List every line of the entries that contains the word "washing". Case counts.

Location labeling records
* * * *
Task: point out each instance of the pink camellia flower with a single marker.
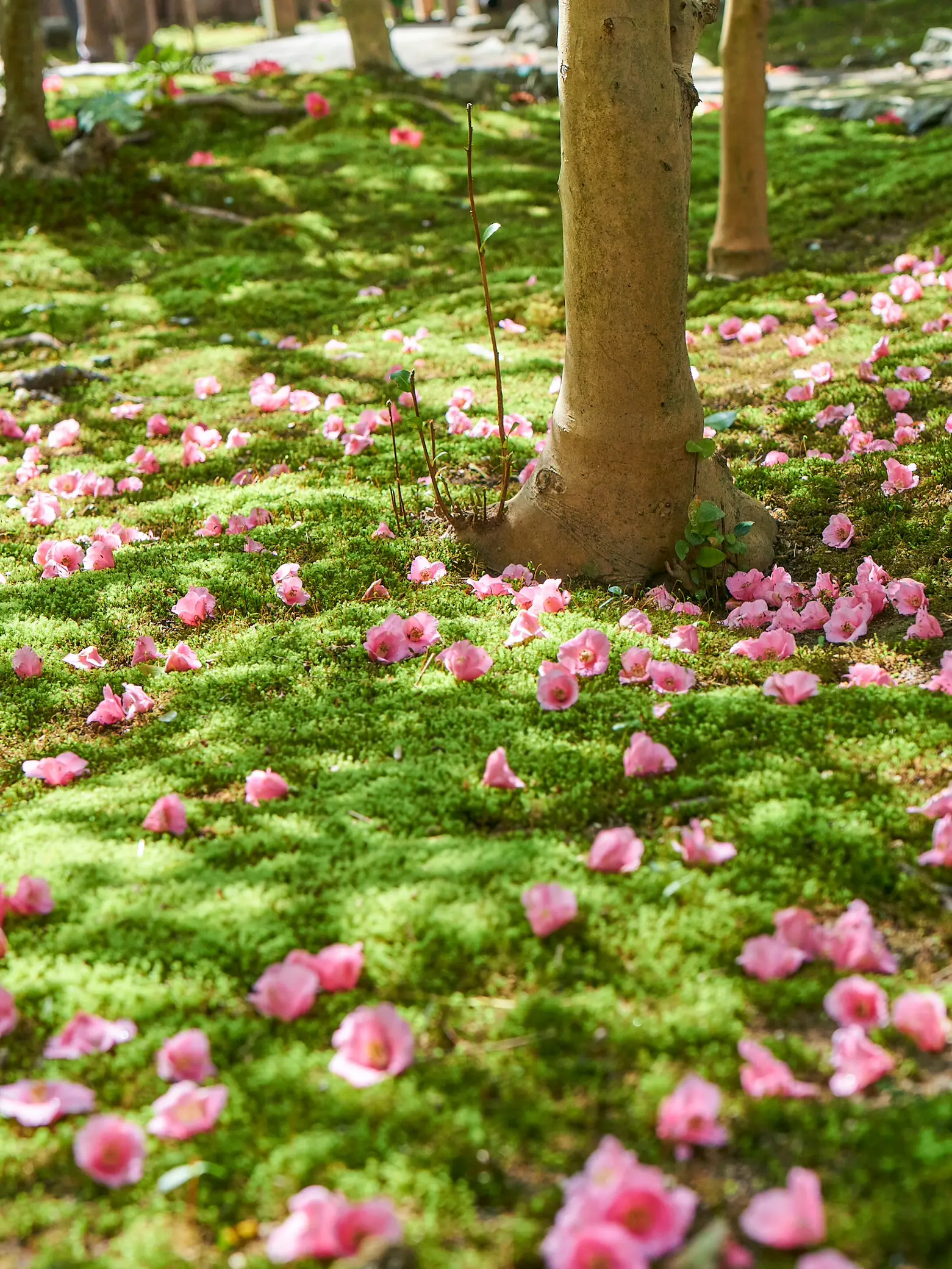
(857, 1001)
(185, 1056)
(557, 688)
(89, 1033)
(412, 137)
(32, 898)
(499, 774)
(38, 1103)
(585, 655)
(857, 1061)
(791, 1217)
(181, 659)
(768, 957)
(27, 664)
(616, 851)
(317, 105)
(285, 992)
(63, 770)
(549, 906)
(168, 815)
(111, 1150)
(195, 606)
(635, 621)
(264, 786)
(839, 532)
(925, 626)
(645, 757)
(424, 573)
(636, 663)
(854, 943)
(690, 1116)
(337, 967)
(792, 688)
(697, 845)
(187, 1109)
(465, 662)
(868, 677)
(767, 1076)
(922, 1015)
(372, 1045)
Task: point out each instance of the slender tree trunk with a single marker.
(368, 35)
(612, 489)
(27, 141)
(740, 246)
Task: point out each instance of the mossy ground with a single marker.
(528, 1051)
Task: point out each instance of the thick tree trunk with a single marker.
(27, 138)
(740, 246)
(612, 489)
(368, 35)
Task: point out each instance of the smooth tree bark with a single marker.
(740, 246)
(27, 141)
(370, 36)
(612, 489)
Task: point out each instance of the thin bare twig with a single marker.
(481, 250)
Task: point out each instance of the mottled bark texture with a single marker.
(612, 489)
(740, 246)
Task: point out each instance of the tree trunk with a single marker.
(612, 489)
(27, 141)
(368, 35)
(740, 246)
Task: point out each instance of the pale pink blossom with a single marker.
(697, 845)
(922, 1015)
(111, 1150)
(791, 1217)
(372, 1045)
(549, 906)
(857, 1061)
(264, 786)
(585, 655)
(498, 773)
(645, 757)
(89, 1033)
(465, 662)
(766, 1076)
(616, 851)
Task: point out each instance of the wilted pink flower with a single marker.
(182, 657)
(111, 1150)
(187, 1109)
(549, 906)
(690, 1115)
(857, 1061)
(697, 845)
(89, 1033)
(645, 757)
(791, 1217)
(372, 1045)
(616, 851)
(557, 688)
(27, 664)
(264, 786)
(767, 1076)
(922, 1015)
(465, 662)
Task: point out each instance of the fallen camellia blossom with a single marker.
(372, 1045)
(498, 773)
(549, 906)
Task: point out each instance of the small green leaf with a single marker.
(710, 556)
(705, 448)
(721, 420)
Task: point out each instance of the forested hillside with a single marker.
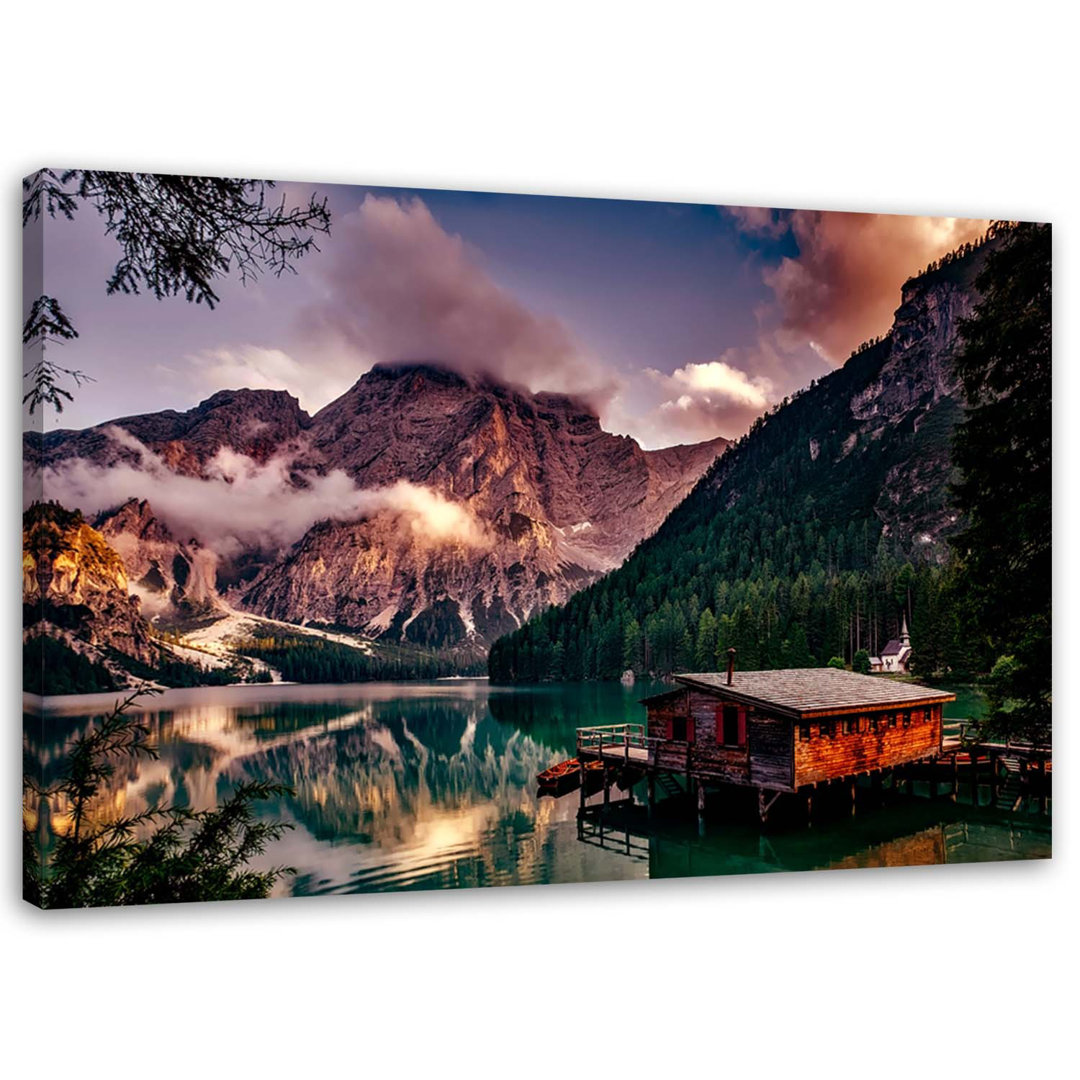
(811, 536)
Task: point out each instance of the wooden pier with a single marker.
(1009, 773)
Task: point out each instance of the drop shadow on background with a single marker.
(925, 882)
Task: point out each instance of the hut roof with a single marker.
(815, 691)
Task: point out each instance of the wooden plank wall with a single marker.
(771, 763)
(865, 750)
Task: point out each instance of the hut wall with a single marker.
(771, 763)
(709, 756)
(876, 740)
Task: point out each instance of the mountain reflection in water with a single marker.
(433, 786)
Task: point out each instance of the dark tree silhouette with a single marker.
(177, 235)
(164, 854)
(46, 325)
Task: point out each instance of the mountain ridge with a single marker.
(536, 499)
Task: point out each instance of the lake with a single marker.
(433, 786)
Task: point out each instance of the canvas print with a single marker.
(390, 539)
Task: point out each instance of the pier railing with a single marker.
(970, 732)
(608, 737)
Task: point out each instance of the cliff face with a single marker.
(556, 500)
(73, 582)
(166, 576)
(470, 503)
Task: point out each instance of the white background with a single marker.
(926, 107)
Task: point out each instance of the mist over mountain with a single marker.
(807, 539)
(421, 507)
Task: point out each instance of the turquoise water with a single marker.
(433, 786)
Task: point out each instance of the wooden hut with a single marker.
(782, 731)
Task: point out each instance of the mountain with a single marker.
(435, 510)
(807, 539)
(75, 589)
(555, 500)
(257, 423)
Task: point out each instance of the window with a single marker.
(730, 731)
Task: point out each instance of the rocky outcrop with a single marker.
(73, 583)
(550, 499)
(257, 423)
(558, 500)
(169, 578)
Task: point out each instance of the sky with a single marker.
(675, 322)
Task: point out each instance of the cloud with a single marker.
(694, 402)
(240, 503)
(844, 285)
(400, 287)
(760, 220)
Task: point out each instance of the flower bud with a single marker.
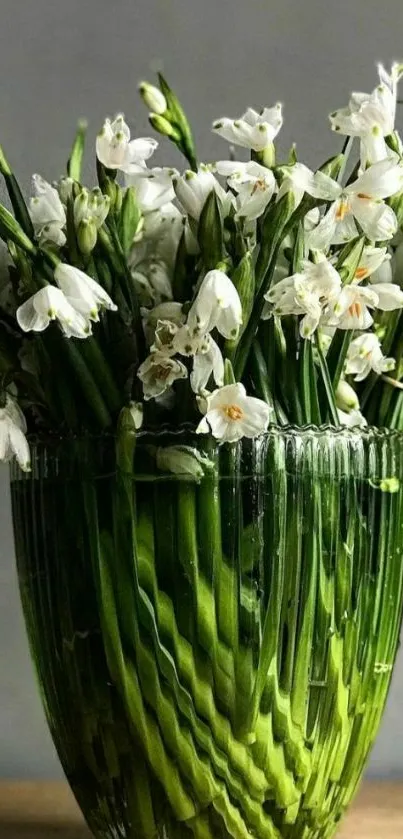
(346, 397)
(163, 126)
(86, 235)
(185, 461)
(153, 98)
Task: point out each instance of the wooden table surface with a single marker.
(48, 811)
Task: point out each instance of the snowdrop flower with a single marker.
(365, 354)
(115, 150)
(158, 373)
(255, 185)
(153, 187)
(217, 306)
(371, 261)
(361, 202)
(47, 212)
(152, 281)
(183, 460)
(299, 180)
(48, 304)
(352, 419)
(253, 130)
(231, 414)
(83, 293)
(13, 428)
(91, 206)
(193, 189)
(351, 308)
(307, 293)
(371, 117)
(153, 98)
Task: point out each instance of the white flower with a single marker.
(47, 212)
(255, 185)
(231, 414)
(365, 354)
(361, 202)
(153, 187)
(307, 293)
(83, 293)
(352, 419)
(217, 306)
(153, 98)
(13, 442)
(48, 304)
(193, 189)
(371, 261)
(253, 130)
(299, 180)
(371, 117)
(350, 309)
(158, 372)
(183, 460)
(91, 206)
(115, 150)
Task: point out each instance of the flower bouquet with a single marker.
(201, 381)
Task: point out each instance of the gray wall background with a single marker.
(62, 60)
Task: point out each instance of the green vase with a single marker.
(213, 648)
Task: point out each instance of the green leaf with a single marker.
(210, 232)
(74, 163)
(129, 219)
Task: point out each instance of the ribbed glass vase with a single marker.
(214, 648)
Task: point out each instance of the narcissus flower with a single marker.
(231, 414)
(116, 150)
(47, 212)
(13, 442)
(50, 303)
(217, 306)
(365, 354)
(252, 130)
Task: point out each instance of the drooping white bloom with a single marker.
(91, 206)
(365, 354)
(351, 308)
(83, 293)
(307, 293)
(153, 187)
(153, 98)
(193, 188)
(255, 185)
(217, 306)
(352, 419)
(371, 261)
(299, 180)
(231, 414)
(47, 212)
(50, 303)
(371, 117)
(13, 428)
(361, 201)
(252, 130)
(116, 150)
(158, 373)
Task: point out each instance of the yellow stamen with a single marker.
(233, 412)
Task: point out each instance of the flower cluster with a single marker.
(231, 295)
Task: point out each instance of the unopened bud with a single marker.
(346, 397)
(86, 235)
(163, 126)
(153, 98)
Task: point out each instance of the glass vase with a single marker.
(214, 628)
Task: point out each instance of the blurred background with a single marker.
(63, 60)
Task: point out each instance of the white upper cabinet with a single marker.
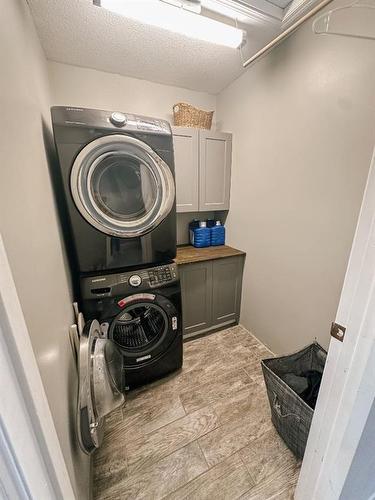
(203, 169)
(186, 158)
(215, 157)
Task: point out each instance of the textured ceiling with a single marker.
(76, 32)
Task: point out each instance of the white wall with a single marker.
(303, 126)
(75, 86)
(30, 228)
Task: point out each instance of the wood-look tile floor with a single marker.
(203, 433)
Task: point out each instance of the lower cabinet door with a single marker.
(196, 285)
(227, 285)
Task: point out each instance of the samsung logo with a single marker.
(143, 358)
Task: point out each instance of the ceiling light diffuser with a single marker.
(178, 20)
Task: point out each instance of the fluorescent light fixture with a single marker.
(176, 19)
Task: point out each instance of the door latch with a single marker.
(338, 331)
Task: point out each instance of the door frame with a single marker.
(348, 385)
(31, 460)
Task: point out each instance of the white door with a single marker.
(348, 386)
(186, 160)
(215, 154)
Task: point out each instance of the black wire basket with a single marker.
(291, 414)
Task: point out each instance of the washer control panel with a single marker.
(162, 274)
(118, 119)
(110, 285)
(135, 280)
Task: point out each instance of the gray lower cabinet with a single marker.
(226, 289)
(211, 294)
(196, 285)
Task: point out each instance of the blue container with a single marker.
(201, 236)
(217, 234)
(192, 225)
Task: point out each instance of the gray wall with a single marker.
(303, 126)
(29, 226)
(360, 481)
(75, 86)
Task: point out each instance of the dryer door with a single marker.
(144, 327)
(101, 385)
(121, 186)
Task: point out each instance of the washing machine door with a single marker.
(101, 385)
(144, 327)
(121, 186)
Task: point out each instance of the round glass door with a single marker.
(121, 186)
(140, 327)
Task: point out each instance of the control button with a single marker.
(135, 280)
(118, 119)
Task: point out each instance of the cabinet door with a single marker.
(186, 158)
(215, 152)
(227, 285)
(196, 285)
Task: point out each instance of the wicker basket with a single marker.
(291, 416)
(186, 115)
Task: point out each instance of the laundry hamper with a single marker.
(291, 415)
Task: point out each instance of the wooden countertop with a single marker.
(188, 254)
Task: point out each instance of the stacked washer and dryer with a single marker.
(116, 175)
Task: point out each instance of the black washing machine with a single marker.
(116, 182)
(140, 311)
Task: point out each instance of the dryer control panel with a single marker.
(110, 285)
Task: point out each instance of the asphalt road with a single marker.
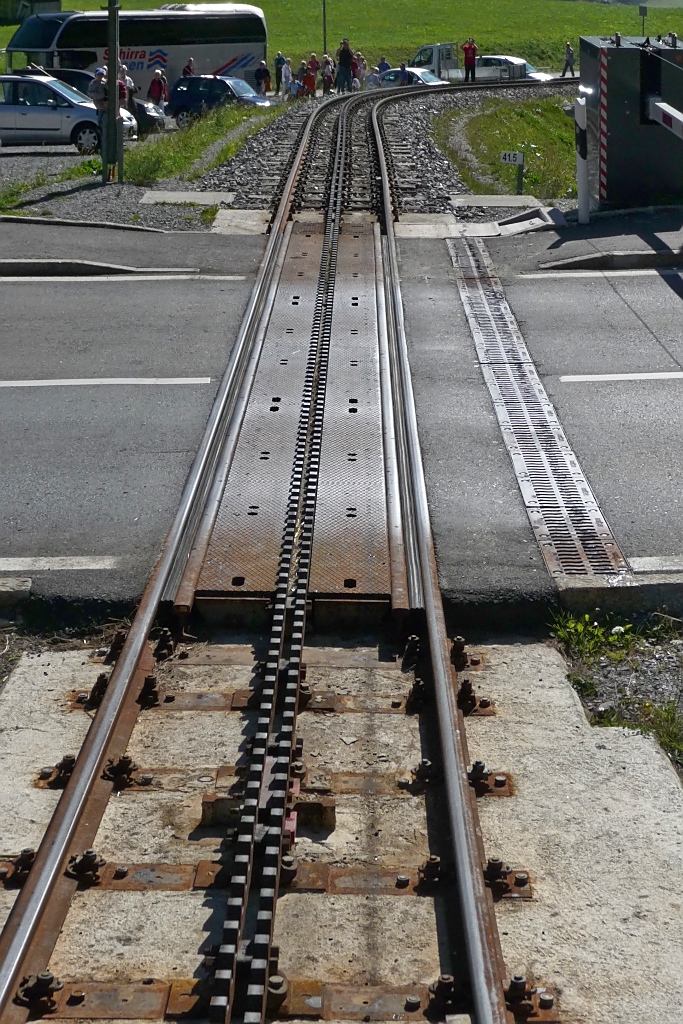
* * * *
→ **Solution for this task**:
Task: point out each instance of the washing machine door with a single marker.
Task: point out each instance of the black washing machine with a single marker.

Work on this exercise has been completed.